Dataset extract »
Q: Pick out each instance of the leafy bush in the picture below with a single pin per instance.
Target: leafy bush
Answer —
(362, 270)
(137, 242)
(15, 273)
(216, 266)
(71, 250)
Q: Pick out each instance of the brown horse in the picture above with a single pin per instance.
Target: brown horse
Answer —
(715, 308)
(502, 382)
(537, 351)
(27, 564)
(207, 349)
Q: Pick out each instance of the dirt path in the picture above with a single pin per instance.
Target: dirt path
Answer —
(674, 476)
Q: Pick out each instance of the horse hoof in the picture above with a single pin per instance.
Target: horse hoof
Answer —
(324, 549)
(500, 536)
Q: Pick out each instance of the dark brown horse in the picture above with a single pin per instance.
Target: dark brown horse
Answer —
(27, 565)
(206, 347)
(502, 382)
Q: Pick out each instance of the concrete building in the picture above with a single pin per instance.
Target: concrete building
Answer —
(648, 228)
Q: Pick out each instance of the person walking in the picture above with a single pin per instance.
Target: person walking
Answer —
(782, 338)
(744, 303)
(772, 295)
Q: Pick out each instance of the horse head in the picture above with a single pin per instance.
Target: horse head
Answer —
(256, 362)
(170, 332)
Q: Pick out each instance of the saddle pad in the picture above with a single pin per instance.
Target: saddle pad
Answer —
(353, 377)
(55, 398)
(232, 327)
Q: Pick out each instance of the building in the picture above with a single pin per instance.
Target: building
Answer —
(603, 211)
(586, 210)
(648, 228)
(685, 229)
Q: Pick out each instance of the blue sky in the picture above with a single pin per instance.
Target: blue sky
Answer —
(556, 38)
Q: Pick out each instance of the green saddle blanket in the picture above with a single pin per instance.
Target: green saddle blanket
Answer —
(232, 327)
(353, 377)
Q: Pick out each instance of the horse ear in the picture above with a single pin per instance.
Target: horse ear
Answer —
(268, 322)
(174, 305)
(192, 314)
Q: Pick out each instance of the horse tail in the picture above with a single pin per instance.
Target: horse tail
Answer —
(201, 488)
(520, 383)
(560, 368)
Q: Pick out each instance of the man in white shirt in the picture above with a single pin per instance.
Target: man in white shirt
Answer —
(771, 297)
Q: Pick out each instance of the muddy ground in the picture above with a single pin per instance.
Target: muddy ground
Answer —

Given problem »
Copy all of the rows above word for word, changing nothing.

Response to the exercise »
Q: Pick out each instance of the leafy bush in the picture below with a single pin per instance.
Target: leafy bush
Answer —
(362, 270)
(137, 242)
(15, 273)
(216, 266)
(71, 250)
Q: Pick out each instance of the brown horse in the picture above with a single pin per instance.
Target: brown horse
Answer —
(715, 308)
(502, 382)
(537, 351)
(27, 564)
(207, 349)
Q: Pick out each instance of the dirt path in the picture above with a single pin per instance.
Target: dirt path
Answer —
(674, 476)
Q: Pick out each instance of the horse hoof in the picture above with a single pin per instance.
Target: horse hoof
Answer —
(324, 549)
(500, 536)
Q: Pick out each instance of the dark brown horse in the picture above with a single pin per instance.
Target: dark brown horse
Answer —
(27, 565)
(206, 347)
(502, 382)
Q: Pick out each instance of the concrete building in the picture above with a single pin per instance.
Target: concrete building
Answer —
(648, 228)
Q: Pick out each instance of the person walking in the picture above with a single pin per instance.
Target: person walking
Answer —
(782, 338)
(744, 303)
(772, 295)
Q: Pick out each instance of the horse head in the picture above with a single pin per instance.
Target: horse head
Answer —
(256, 362)
(170, 332)
Q: Pick out each instance of the saddle pad in the picture above with a single pin per instance.
Target: saddle pad
Answer —
(353, 377)
(55, 398)
(232, 327)
Q: Pick out each instance of the building in the picture above with a single pin per instance.
Target: building
Answer —
(603, 211)
(586, 210)
(648, 228)
(685, 229)
Q: Pick out each instance of the blue sky in the picture above with a single pin per instance.
Target: blue sky
Answer —
(556, 38)
Q: Pick out each instance of the green saddle blanket in the picture above with a single pin per instance.
Target: green saddle blanket
Answer —
(232, 327)
(353, 377)
Q: Pick out each instance of the horse ear in the picture above with a single pin per instance.
Target: horse ear
Answer —
(268, 322)
(174, 305)
(192, 314)
Q: Pick out each instance of the horse tail in the picture above with a single pin per instance.
Target: horse tail
Answer —
(201, 488)
(520, 383)
(560, 368)
Q: Pick out each instance of the man in white shirt in the picture above with a single pin per instance.
Target: man in white shirt
Answer —
(771, 297)
Q: Pick out each instance of the muddy ground in the picture above with a single pin per instance.
Target: muddy ground
Answer —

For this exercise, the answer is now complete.